*TASK SET*.
(a) Answer these questions from the Certilman v. Becker case caption:
(i) What is the docket number?
(ii) Which firm appeared for the plaintiffs?
(iii) On what date was the case decided?
(b) Pick up the Certilman v. Becker case caption after its final line and keep writing.

**** QUOTED PASSAGE ****

Certilman v. Becker, 807 F. Supp. 307 (S.D.N.Y. 1992)

US District Court for the Southern District of New York - 807 F. Supp. 307 (S.D.N.Y. 1992)
July 27, 1992

807 F. Supp. 307 (1992)

Bernard CERTILMAN, Howard Rothman, Edward Gold, Richard Cohen, Joseph Cohen, Matthew Cohen, Robert Cohen, Jules Epstein, Thomas Clements, III, A & S Investments, Kenneth S. Stein, Robert Miller and Barry Ahron, Plaintiffs,
v.
Stuart BECKER, Stuart Becker & Company, P.C., Scanbo Management, Ltd., Summerset Associates Limited Partnership, Heron Consulting Corporation, Helen Kornfeld, Ronni Lynn Arougheti, Steven M. Leicht, Fox, Leicht & Co., Leicht & Rein Tax Associates, Ltd., Samuel Rein, Bradley Bernstein, Harry Shufrin, Jeffrey Zukoff and Robert Steele, Defendants.

No. 92 Civ. 4198 (CBM).

United States District Court, S.D. New York.

July 27, 1992.

*308 Fink Weinberger, P.C., New York City, for plaintiffs.

**** DATA EXCERPTS ****

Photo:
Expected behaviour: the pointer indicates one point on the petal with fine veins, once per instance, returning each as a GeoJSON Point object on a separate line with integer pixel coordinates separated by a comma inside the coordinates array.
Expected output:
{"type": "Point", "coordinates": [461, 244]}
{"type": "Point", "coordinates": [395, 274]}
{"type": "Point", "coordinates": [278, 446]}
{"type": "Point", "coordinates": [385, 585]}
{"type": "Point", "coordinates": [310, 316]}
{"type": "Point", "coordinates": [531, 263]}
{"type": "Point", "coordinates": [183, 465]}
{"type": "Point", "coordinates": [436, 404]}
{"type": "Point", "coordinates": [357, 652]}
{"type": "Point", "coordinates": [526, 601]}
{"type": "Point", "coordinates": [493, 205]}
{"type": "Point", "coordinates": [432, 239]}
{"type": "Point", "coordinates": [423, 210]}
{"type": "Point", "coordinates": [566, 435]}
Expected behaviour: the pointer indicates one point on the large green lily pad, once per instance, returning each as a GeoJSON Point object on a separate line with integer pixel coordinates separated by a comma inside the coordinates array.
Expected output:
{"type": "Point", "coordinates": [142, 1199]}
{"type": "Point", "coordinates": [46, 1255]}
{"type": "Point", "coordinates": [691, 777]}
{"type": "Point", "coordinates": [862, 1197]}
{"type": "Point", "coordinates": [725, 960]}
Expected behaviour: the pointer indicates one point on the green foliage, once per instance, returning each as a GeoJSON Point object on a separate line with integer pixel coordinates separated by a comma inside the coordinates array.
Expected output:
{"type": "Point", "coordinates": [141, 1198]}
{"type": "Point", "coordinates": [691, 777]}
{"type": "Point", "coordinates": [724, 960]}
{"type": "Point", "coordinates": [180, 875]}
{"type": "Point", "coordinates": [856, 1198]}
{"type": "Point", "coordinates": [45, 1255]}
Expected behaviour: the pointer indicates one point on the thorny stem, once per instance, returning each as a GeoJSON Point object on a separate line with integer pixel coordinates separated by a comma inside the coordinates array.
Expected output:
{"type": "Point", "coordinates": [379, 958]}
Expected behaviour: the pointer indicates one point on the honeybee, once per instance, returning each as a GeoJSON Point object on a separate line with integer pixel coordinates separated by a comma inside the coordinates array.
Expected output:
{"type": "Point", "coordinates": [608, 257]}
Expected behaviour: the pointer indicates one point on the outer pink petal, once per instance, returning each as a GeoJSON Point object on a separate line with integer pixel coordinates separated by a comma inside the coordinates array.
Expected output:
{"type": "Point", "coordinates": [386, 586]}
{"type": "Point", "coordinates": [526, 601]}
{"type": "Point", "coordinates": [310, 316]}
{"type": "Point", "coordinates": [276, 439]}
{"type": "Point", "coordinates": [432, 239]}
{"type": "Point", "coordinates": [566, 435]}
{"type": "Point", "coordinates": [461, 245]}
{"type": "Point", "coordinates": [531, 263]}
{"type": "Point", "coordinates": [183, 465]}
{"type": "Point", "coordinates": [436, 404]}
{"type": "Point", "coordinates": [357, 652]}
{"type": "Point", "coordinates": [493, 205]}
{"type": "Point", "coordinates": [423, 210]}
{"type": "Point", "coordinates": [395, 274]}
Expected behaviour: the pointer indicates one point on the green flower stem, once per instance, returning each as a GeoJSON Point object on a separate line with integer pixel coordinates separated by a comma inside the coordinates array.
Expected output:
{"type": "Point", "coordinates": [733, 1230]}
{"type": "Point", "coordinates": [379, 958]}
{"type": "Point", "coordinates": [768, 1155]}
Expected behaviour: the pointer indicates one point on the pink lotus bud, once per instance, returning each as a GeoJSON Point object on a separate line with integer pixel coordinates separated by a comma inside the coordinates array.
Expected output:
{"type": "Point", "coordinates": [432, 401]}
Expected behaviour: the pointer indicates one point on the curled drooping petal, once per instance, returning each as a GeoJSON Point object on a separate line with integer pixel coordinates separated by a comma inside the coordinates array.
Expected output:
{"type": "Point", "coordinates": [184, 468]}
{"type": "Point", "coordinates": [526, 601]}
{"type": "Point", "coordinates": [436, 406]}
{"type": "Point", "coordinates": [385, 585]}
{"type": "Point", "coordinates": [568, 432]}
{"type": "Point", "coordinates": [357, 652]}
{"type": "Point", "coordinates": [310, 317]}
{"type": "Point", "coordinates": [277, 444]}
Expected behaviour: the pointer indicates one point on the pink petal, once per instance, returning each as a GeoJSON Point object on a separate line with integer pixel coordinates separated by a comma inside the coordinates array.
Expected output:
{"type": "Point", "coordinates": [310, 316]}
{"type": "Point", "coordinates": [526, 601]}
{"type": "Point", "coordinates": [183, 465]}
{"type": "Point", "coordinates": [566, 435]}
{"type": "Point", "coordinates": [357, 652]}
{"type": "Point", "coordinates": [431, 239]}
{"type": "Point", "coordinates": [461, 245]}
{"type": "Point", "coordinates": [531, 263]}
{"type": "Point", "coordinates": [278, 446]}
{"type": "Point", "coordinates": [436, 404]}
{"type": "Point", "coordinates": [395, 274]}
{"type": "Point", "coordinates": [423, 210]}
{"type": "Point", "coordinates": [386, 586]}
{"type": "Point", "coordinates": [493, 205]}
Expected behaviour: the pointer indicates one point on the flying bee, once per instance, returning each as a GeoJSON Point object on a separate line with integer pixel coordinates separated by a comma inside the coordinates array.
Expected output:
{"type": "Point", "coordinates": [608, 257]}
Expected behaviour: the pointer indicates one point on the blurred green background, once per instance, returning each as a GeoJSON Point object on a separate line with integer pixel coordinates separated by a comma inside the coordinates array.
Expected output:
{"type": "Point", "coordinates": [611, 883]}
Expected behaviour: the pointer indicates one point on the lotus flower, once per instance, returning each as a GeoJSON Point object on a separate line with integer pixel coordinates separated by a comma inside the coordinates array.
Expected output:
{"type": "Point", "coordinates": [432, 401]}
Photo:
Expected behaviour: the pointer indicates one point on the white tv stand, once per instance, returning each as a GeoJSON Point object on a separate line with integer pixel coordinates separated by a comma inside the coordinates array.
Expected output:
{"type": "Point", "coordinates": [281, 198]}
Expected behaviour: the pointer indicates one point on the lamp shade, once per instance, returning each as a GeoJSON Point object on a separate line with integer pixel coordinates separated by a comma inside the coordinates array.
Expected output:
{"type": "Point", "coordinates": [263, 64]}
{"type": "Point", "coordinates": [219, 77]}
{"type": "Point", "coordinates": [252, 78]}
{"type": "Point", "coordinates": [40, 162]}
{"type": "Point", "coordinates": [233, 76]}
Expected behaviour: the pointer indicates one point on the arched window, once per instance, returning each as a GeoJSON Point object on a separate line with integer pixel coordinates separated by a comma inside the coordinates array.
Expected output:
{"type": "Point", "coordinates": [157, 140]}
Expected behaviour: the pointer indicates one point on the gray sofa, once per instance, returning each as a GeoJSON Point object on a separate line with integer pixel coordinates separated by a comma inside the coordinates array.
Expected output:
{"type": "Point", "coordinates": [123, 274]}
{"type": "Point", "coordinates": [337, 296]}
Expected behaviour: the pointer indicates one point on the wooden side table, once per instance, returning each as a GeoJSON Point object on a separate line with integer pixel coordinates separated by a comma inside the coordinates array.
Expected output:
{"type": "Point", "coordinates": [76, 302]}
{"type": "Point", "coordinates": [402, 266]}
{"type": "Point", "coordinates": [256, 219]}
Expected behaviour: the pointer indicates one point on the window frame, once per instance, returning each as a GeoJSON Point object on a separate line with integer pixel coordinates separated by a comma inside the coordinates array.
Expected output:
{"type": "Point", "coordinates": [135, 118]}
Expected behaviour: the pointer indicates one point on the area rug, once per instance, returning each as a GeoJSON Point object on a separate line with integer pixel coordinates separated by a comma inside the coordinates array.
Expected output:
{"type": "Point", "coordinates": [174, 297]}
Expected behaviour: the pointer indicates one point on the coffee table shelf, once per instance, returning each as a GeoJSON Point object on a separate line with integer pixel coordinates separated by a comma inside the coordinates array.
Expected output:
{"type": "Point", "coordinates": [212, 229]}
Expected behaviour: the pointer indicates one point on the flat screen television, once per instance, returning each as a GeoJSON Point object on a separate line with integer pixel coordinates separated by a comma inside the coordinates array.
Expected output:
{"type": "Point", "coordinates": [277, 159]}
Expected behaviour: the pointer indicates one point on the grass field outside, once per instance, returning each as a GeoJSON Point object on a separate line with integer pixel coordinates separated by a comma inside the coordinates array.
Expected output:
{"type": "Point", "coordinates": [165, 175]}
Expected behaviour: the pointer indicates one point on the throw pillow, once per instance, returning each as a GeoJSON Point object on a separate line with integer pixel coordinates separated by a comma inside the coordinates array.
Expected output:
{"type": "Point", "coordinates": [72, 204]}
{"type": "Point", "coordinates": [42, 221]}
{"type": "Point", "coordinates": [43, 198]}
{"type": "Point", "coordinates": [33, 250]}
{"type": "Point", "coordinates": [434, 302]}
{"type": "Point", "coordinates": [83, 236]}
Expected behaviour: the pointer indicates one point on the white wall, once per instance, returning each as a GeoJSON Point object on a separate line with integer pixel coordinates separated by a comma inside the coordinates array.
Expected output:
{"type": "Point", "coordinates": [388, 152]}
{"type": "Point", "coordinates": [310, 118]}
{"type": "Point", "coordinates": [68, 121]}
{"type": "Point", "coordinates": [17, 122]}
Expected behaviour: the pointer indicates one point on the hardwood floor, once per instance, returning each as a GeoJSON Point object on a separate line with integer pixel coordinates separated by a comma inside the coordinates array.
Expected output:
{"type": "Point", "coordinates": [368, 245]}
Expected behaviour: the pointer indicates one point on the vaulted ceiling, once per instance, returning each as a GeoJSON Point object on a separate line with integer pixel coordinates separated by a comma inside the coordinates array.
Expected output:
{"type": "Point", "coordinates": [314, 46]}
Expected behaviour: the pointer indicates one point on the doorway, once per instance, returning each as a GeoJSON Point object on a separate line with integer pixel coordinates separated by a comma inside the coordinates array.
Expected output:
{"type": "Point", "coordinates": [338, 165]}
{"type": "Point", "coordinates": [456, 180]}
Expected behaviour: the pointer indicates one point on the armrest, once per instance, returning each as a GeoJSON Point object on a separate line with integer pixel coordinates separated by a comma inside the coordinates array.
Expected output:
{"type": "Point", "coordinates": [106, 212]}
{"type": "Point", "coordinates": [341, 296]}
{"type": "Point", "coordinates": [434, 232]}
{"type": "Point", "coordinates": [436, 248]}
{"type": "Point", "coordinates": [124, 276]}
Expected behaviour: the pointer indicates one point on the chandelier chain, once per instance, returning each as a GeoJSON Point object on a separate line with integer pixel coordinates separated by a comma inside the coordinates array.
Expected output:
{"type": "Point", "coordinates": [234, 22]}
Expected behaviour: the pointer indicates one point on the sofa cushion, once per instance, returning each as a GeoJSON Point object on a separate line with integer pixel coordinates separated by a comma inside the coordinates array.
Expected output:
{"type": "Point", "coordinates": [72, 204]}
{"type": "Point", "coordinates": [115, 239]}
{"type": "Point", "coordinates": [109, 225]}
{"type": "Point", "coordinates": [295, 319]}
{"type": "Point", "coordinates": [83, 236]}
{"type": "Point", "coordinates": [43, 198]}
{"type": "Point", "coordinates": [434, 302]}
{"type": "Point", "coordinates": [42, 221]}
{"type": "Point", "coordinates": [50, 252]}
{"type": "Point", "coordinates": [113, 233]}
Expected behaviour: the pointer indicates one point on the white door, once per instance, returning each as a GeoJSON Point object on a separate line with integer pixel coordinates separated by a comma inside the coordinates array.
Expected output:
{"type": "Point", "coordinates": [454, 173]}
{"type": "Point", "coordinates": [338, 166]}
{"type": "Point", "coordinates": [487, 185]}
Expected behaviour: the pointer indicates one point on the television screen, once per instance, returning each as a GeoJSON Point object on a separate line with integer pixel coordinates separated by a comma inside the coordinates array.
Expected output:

****

*THE ANSWERS*.
(a)
(i) No. 92 Civ. 4198 (CBM).
(ii) Fink Weinberger, P.C., New York City.
(iii) July 27, 1992.

(b)
Diane K. Kanca, McDonough, Marcus, Cohn & Tretter, P.C., New York City, for defendants.

 
MEMORANDUM OPINION ON PLAINTIFF'S MOTION FOR A REMAND

MOTLEY, District Judge.

Plaintiffs commenced this action on May 29, 1992 in the Supreme Court of the State of New York, New York County. Plaintiffs' original complaint seeks damages for accountant's malpractice, negligent misrepresentation, breach of fiduciary duty, breach of contract, fraud and violations of the Racketeer Influenced and Corrupt Organizations Act, 18 U.S.C. § 1961 et seq. On June 8, 1992, defendants filed a notice of removal in the United States District Court for the Southern District of New York pursuant to 28 U.S.C. § 1441(a) on the ground that this court has original jurisdiction over the action because it includes a claim for violation of the RICO statute and alleges predicate acts involving violations of federal securities law and mail fraud.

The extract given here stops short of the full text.